STATED TASK:
Reproduce word for word the lines starting with the one containing "Practice step: locate the gold chain" and going on through the one containing "(480, 1104)", including both of those lines.

(Entries for identifying locations)

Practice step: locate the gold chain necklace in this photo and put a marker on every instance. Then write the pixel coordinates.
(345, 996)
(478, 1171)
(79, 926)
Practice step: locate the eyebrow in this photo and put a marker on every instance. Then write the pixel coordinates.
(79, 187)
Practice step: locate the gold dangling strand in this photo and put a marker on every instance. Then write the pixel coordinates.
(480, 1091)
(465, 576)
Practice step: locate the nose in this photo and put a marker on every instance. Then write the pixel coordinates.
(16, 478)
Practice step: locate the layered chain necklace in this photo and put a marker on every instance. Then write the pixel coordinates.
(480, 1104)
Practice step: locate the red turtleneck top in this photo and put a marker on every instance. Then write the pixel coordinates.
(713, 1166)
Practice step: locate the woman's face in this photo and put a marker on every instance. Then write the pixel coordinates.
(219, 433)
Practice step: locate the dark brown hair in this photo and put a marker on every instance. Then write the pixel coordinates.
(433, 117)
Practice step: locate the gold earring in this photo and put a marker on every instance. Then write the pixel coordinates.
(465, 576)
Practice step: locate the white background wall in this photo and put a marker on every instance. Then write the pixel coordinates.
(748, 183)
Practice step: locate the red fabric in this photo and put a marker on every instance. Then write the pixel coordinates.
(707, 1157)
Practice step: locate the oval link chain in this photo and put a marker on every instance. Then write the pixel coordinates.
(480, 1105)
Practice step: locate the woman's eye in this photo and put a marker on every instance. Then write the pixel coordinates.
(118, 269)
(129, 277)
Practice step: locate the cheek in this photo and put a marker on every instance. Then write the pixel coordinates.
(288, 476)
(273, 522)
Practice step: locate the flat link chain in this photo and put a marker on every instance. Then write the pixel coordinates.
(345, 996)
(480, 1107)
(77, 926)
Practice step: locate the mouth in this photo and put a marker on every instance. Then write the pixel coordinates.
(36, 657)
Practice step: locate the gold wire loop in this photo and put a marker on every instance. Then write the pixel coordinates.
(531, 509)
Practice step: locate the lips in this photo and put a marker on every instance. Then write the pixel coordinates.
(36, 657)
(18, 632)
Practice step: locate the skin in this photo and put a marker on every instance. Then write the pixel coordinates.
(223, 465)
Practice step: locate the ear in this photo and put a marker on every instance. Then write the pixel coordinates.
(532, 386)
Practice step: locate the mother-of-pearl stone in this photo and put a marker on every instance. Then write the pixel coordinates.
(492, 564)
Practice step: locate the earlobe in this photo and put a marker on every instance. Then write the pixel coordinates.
---
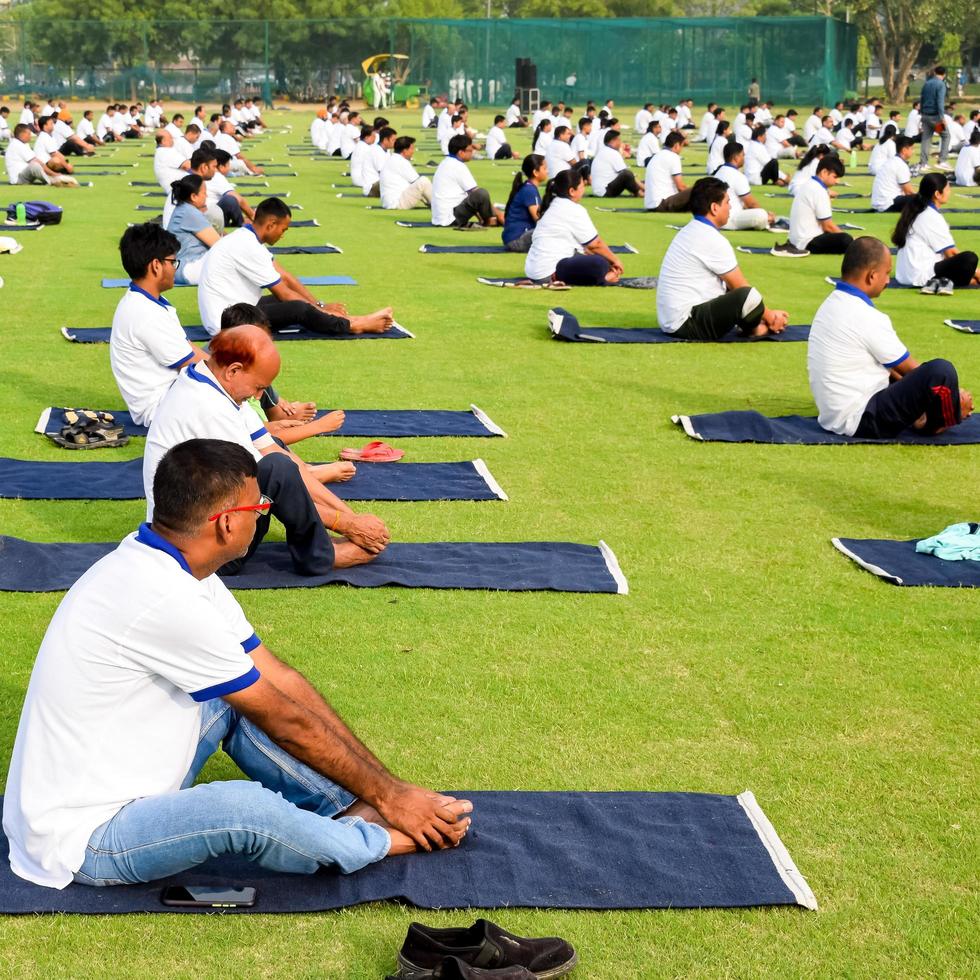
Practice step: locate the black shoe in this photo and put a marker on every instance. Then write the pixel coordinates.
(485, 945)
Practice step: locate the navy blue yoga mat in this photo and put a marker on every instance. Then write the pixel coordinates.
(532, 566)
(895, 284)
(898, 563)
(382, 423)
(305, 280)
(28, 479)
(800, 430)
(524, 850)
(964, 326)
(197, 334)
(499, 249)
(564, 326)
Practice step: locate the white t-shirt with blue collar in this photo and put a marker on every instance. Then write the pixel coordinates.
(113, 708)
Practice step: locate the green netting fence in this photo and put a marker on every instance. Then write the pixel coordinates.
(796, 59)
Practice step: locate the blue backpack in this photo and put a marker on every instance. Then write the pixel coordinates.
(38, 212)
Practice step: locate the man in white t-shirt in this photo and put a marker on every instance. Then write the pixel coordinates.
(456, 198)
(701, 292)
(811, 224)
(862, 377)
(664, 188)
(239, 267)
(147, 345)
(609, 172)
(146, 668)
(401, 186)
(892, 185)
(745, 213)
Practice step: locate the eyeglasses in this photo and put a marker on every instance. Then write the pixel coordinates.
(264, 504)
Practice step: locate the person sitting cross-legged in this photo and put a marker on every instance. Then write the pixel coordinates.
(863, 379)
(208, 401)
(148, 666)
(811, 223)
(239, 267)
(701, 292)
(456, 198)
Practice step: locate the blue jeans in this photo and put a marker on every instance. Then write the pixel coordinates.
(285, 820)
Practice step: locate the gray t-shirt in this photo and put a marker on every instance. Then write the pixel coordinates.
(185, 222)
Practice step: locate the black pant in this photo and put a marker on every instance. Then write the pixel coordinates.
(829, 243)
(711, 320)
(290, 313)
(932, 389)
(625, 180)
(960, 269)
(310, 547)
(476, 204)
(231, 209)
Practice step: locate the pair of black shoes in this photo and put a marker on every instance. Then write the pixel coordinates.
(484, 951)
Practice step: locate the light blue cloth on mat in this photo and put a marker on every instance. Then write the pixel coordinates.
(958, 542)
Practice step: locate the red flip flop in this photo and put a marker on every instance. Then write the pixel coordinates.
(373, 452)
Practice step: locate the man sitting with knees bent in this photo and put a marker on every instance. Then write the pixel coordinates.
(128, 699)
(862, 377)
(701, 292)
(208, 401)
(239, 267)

THE COMPLETED TASK:
Practice step: locate the gold chain necklace in this photo and put a marker on every instance. Then write the pixel coordinates.
(345, 996)
(478, 1171)
(79, 926)
Practice step: locate the eyebrow in this photo and put a marker on every instance. Then write the pixel coordinates.
(79, 187)
Practice step: locate the gold dangling strand in this photo and put a marker on every instance. Then write the pixel coordinates.
(480, 1091)
(465, 576)
Practice step: locate the nose in this photo and put a marker on every instance. Then write the pixel coordinates.
(16, 478)
Practice step: locate the layered chain necklace in this photo and put a marker on every instance. Then write the pixel coordinates.
(480, 1104)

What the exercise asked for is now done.